**Exercise description:** Identify each line in the data below that contains the string "green" and copy those lines in full. Treat uppercase and lowercase letters as distinct when matching.

**Data:**
-- BEGIN --
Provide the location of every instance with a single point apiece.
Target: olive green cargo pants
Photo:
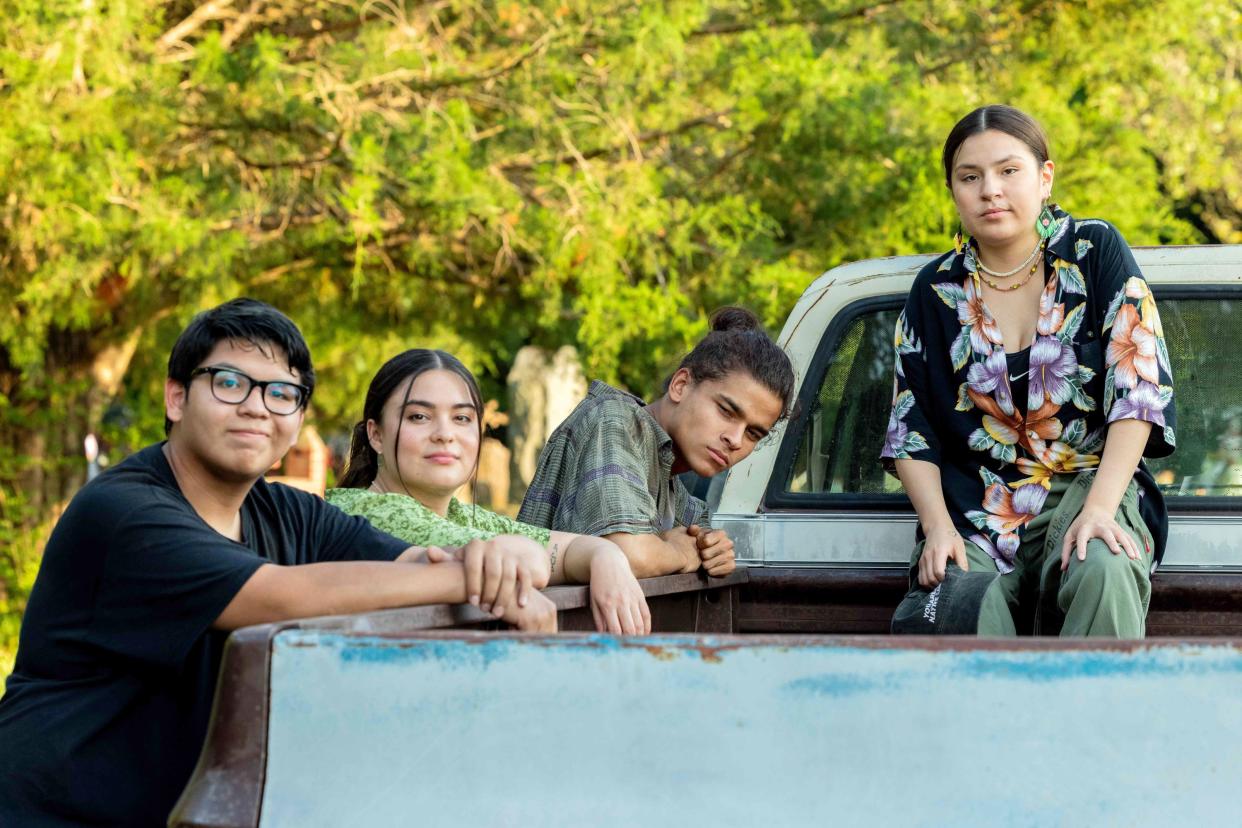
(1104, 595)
-- END --
-- BEGIN --
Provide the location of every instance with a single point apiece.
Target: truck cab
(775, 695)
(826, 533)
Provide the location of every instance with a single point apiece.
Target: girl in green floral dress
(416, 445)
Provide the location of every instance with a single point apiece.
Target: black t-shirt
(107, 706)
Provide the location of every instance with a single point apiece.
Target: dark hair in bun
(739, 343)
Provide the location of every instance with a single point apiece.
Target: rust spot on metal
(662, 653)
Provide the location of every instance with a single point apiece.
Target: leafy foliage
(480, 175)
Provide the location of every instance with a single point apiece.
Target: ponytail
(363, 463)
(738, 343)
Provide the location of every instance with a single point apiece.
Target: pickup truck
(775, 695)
-- END --
-- BEGIN --
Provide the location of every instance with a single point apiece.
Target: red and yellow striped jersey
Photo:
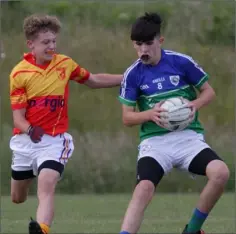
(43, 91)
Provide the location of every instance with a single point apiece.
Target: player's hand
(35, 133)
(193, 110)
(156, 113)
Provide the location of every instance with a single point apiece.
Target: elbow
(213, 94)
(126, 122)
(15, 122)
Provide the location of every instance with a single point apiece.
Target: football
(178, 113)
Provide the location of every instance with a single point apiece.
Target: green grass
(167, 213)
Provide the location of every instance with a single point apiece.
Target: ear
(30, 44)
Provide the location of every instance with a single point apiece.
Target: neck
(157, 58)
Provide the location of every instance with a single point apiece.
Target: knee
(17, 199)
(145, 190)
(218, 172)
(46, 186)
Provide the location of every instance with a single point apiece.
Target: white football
-- END --
**Problem solution:**
Target: olive green cargo pants
Target: girl in green floral dress
Target: green grass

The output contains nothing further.